> REQUIRED ACTION
Only the lines below from the one containing "Where can the plain" to the one containing "Where can the satin" should be repeated, both included and unchanged.

────────

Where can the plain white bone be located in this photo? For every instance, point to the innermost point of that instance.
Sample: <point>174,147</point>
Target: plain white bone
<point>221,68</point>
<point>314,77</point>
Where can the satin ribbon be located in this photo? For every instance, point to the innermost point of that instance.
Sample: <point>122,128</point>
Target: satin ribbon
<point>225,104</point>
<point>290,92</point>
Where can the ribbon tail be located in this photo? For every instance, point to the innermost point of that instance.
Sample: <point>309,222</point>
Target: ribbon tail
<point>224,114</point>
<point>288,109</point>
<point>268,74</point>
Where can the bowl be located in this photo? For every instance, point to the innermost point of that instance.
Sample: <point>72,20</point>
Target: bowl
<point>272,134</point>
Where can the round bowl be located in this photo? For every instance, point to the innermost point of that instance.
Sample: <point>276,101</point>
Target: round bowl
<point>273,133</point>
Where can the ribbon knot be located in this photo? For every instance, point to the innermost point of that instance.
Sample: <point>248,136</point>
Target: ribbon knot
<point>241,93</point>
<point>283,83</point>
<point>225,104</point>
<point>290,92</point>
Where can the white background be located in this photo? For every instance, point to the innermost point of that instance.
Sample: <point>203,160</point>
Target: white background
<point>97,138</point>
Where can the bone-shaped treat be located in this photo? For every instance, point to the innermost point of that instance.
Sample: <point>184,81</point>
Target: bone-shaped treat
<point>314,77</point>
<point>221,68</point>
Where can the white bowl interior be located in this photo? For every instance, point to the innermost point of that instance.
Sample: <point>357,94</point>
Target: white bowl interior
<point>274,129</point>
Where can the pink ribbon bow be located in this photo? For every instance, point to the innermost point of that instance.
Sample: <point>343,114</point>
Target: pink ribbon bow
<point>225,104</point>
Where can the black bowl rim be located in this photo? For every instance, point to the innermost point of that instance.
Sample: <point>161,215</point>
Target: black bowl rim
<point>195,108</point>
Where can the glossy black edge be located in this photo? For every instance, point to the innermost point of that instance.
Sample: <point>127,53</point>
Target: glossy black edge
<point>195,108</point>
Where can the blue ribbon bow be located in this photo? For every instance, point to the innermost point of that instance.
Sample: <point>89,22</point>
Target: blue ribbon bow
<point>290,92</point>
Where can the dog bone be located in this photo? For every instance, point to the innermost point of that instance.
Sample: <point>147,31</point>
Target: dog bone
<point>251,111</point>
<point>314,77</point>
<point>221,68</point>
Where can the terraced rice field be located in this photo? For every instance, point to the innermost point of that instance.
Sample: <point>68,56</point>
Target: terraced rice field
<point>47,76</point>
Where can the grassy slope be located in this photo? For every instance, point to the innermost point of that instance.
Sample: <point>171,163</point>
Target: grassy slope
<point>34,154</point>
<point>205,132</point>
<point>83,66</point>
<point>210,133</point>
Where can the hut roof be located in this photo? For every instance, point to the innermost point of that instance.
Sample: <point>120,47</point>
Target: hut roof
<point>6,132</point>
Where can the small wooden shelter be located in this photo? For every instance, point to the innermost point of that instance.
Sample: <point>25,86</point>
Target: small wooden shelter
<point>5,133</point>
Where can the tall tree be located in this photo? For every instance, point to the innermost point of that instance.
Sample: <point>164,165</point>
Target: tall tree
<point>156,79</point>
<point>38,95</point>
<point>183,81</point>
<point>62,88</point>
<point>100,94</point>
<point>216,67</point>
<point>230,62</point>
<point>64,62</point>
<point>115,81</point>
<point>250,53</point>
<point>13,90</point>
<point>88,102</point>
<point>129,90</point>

────────

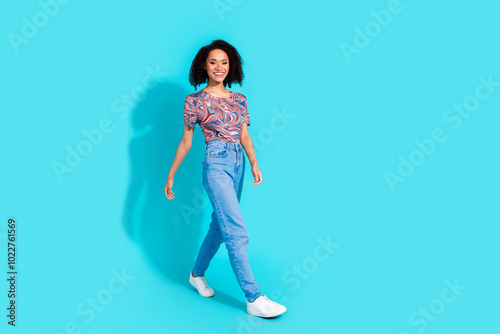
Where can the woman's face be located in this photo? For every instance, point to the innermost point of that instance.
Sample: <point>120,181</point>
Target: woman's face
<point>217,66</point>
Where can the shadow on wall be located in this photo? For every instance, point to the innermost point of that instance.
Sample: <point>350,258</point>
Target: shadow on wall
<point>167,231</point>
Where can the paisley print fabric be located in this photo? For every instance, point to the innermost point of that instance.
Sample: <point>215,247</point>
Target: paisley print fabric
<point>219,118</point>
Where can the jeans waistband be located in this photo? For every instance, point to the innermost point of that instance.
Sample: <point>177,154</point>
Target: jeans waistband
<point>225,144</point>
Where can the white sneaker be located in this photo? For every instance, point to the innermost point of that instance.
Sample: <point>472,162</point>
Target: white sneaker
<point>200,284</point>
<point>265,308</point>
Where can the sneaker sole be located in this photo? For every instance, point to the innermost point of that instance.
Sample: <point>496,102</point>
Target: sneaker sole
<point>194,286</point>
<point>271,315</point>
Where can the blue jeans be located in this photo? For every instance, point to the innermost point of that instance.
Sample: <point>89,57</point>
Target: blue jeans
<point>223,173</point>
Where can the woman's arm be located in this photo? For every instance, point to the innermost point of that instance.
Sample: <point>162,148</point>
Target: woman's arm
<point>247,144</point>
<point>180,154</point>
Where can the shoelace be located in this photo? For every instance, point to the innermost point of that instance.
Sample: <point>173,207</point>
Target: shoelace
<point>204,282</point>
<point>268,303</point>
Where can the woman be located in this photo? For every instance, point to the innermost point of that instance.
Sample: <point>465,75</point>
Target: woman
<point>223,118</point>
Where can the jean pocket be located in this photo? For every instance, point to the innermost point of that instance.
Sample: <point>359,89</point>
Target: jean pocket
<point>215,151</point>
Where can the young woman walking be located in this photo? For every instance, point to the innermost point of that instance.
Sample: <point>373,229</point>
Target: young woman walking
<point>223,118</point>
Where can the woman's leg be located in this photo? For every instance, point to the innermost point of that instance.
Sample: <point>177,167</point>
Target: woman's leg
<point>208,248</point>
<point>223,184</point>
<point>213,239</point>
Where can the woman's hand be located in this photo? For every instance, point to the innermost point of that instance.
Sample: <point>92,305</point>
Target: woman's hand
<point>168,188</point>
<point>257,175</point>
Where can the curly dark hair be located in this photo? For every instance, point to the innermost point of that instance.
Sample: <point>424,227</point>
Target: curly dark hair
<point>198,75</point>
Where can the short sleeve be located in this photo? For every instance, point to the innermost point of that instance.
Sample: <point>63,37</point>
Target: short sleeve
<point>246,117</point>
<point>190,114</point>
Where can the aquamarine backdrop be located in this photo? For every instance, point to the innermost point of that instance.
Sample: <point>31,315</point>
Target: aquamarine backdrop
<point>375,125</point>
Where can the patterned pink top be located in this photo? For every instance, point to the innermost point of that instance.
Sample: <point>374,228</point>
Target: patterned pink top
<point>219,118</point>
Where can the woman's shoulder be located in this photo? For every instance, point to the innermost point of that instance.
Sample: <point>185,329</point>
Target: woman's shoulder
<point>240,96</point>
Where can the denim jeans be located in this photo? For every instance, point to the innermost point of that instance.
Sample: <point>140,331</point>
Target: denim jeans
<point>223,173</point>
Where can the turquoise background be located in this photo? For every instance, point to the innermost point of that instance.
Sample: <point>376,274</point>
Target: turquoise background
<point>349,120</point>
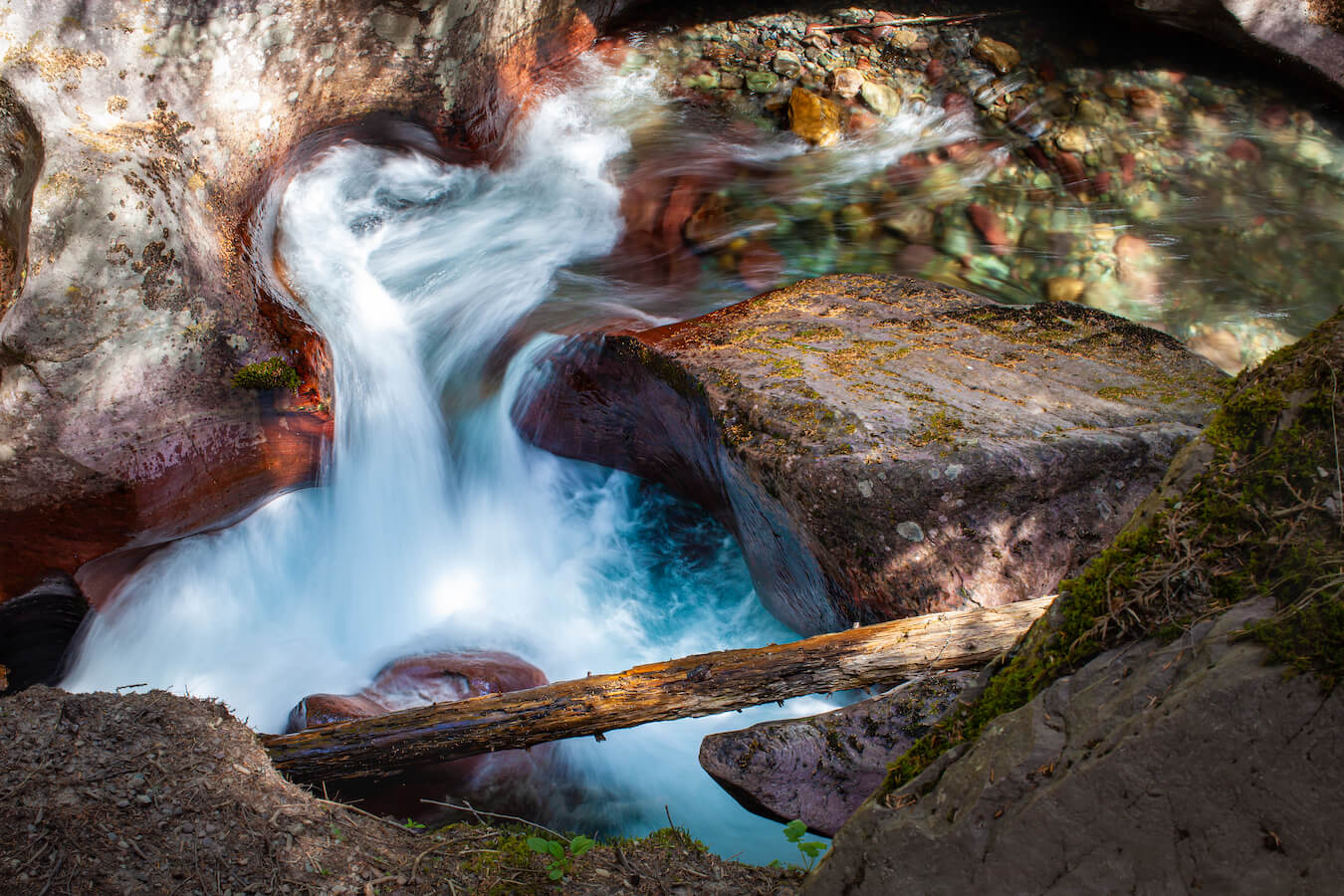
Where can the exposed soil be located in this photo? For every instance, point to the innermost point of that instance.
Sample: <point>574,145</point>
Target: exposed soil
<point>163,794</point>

────────

> SOLUTION FOR THIS PROBLEM
Where can the plain white bone be located in this photo? For every instance, point to the innermost point of that instance.
Sample: <point>174,147</point>
Target: plain white bone
<point>221,68</point>
<point>314,77</point>
Where can the satin ribbon be located in this photo? For every instance, point to the innermost point of that instance.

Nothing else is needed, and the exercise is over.